*TASK REQUIREMENTS*: Make an exact copy of the records, leaving out the images.

*AVAILABLE DATA*:
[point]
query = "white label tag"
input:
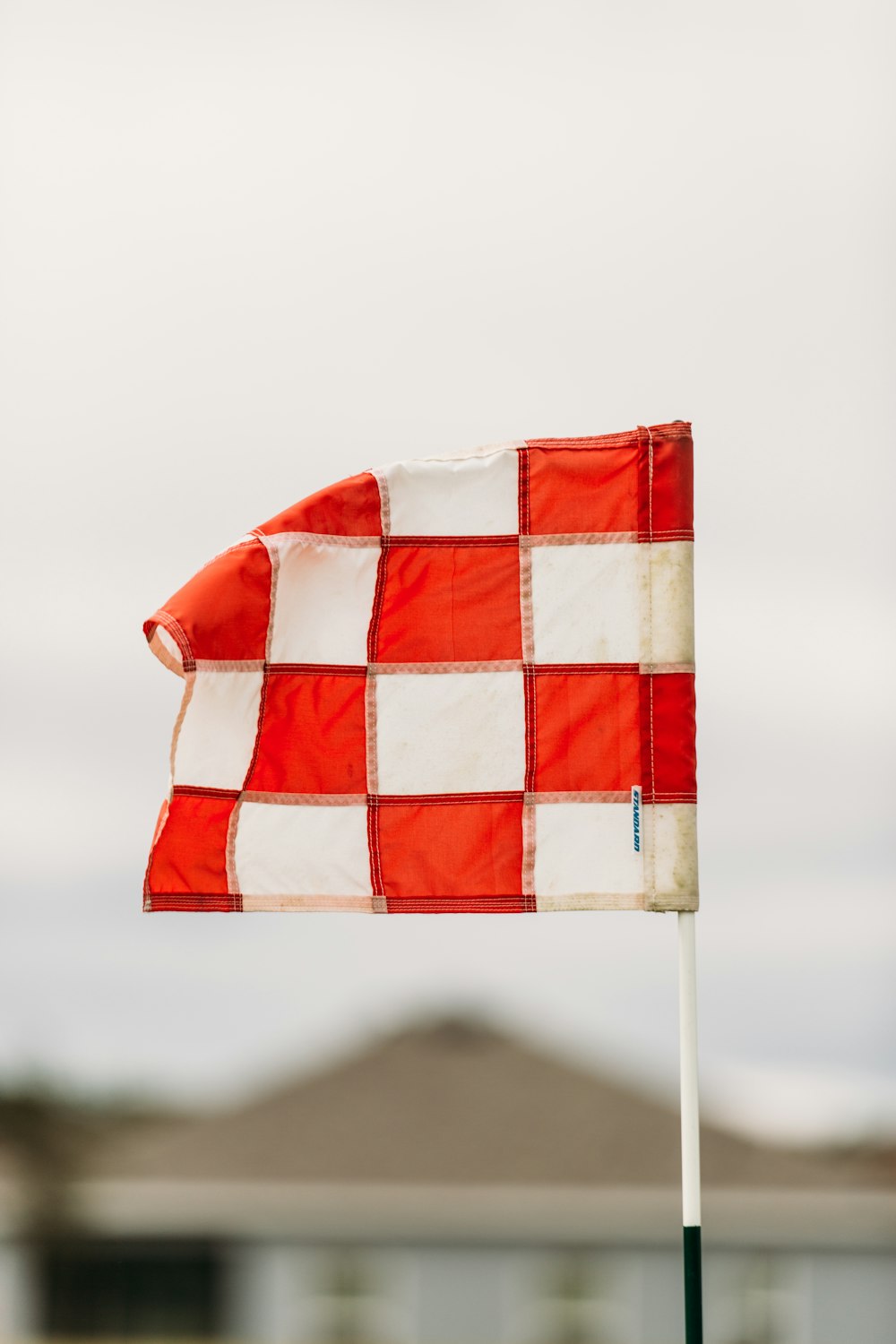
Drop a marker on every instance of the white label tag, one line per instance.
(635, 817)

*SOLUTION TO THIS EXERCISE*:
[point]
query = "white label tag"
input:
Drop a marker on every instance of the white label tag, one line per instance.
(635, 817)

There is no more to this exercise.